Of the initial 289 patients referred for the study, 17% were not included in the study. Of the 241 who were enrolled in the study, one out of four did not complete the study. In fact, of the 289 patients referred for the study, only 63% completed it. More than one in three did not complete the study.

angry doc suspects that the percentage of drop-out from the 'usual care' arm is higher than that from the acupuncture arm. After all, if you have been under 'usual care' for a long time, would you be happy to stay in a study where you have 'more of the same' for another two years? Given the choice, angry doc would prefer the acupuncture arm himself. Perhaps that accounts for the uneven split into the two arms?

The authors themselves concluded that '[w]eak evidence was found of an effect of acupuncture on persistent non-specific low back pain at 12 months, but stronger evidence of a small benefit at 24 months'.

Note also that the patients' '[f]unctional disability was not improved', so while they were said they were *feeling* better, they weren't *doing* better.

Given that the study seems to be loaded in favour of acupuncture, angry doc remains unimpressed with the results.

Added: Found this summary which gave more information on the paper:

1. The 2-to-1 ratio was to ensure sufficient number of subjects in the acupuncture arm.

2. Two patients dropped out from the acupuncture arm immediately. Sixteen others dropped out later.

This means 41 patients dropped out from the 'usual care' arm, or a 50% attrition rate.

Added 2: angry doc managed to read the study. Some further thoughts:

1. The subjects were a heterogenous group, with complaints of back pain ranging from 4 to 48 weeks. 4% of those referred actually got better even before being enrolled into the trial.

================

Work item A:
Answer these questions from the text:
(i) How many patients were first referred for the study?
(ii) What was the 2-to-1 ratio meant to ensure?
(iii) Over what range of weeks did the subjects' back pain complaints extend?
Work item B: Reproduce the text word for word from "1. The 2-to-1" to "into the trial.".
The records that come next have no connection to the text.

================

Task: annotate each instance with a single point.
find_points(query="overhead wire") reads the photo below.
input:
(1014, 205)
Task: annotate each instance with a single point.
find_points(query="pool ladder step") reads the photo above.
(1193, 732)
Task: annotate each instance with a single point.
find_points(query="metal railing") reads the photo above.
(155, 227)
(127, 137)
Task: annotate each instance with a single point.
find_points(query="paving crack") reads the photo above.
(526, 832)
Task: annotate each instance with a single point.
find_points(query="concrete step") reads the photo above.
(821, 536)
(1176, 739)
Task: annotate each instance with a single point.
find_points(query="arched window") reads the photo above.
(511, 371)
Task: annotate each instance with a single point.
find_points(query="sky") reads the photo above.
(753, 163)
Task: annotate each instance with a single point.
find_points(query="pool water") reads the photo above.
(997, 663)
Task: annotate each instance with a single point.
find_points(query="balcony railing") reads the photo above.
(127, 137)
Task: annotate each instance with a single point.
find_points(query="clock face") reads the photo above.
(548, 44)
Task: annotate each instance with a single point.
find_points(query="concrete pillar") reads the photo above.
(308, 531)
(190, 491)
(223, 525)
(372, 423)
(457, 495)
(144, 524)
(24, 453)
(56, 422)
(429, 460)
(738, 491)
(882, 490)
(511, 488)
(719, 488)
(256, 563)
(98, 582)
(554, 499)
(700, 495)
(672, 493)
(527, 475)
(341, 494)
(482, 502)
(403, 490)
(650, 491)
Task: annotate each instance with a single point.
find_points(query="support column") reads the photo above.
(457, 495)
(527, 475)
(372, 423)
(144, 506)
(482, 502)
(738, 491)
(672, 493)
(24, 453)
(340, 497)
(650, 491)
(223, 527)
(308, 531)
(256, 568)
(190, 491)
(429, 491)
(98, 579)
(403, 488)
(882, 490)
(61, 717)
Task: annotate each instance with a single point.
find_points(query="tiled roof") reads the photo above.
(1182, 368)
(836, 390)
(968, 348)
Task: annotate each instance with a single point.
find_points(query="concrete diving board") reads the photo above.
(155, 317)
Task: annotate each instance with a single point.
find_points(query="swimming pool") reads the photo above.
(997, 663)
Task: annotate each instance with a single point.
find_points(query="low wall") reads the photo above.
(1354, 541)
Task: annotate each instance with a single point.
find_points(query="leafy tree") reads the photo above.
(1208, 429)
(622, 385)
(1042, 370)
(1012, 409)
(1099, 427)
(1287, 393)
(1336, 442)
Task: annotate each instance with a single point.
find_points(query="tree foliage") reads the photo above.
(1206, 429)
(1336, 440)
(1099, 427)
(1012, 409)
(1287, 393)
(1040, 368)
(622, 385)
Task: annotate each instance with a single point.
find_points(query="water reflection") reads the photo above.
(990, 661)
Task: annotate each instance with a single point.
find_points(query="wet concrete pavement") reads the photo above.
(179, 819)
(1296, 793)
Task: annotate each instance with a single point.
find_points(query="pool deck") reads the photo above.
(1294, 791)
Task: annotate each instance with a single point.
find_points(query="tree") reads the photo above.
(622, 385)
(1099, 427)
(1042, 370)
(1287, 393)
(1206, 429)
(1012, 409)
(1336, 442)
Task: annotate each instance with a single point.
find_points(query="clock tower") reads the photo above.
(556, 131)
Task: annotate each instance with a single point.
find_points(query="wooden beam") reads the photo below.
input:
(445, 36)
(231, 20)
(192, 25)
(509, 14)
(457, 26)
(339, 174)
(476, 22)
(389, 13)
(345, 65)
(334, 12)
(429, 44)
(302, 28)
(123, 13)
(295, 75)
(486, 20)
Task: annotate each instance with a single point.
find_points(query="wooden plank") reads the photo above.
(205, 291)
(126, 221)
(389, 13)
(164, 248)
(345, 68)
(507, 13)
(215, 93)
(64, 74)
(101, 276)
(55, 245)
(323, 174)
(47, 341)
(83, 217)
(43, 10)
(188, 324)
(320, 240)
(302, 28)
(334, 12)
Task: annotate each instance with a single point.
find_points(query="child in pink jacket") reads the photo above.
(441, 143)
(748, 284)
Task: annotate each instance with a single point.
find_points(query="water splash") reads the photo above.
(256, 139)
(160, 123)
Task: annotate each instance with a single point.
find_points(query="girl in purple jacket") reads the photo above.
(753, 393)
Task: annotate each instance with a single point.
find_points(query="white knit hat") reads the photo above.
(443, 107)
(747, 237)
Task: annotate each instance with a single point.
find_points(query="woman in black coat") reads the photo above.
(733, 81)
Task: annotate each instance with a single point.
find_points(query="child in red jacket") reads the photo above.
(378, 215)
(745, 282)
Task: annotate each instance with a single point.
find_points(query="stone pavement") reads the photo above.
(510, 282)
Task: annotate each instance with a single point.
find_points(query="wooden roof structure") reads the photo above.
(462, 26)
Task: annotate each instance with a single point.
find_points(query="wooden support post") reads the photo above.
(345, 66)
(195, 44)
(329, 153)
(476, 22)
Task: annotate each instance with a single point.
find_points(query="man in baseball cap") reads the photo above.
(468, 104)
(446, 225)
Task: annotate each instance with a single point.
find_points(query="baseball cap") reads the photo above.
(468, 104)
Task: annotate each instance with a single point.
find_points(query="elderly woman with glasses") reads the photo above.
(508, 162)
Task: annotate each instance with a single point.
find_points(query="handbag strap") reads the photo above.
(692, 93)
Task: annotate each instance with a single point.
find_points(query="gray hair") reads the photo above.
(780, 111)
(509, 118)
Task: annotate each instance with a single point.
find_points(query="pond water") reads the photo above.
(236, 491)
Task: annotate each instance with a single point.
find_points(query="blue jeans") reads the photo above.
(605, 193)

================

Final answer A:
(i) 289
(ii) A sufficient number of subjects in the acupuncture arm
(iii) From 4 to 48 weeks

Final answer B:
1. The 2-to-1 ratio was to ensure sufficient number of subjects in the acupuncture arm.

2. Two patients dropped out from the acupuncture arm immediately. Sixteen others dropped out later.

This means 41 patients dropped out from the 'usual care' arm, or a 50% attrition rate.

Added 2: angry doc managed to read the study. Some further thoughts:

1. The subjects were a heterogenous group, with complaints of back pain ranging from 4 to 48 weeks. 4% of those referred actually got better even before being enrolled into the trial.